— Begin RECORDS SHOWN —
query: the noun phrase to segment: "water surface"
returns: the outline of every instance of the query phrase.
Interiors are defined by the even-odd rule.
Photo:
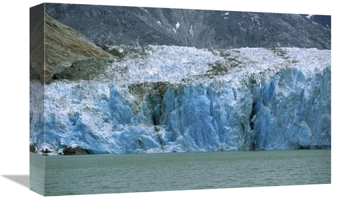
— End RECORDS SHOWN —
— Begin RECORDS SHOWN —
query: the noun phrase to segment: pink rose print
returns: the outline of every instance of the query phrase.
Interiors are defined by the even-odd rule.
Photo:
— End RECORDS SHOWN —
WHAT IS NEEDED
Tally the lines of the records above that contain the string "segment" with matching case, and give only the number.

TASK ANSWER
2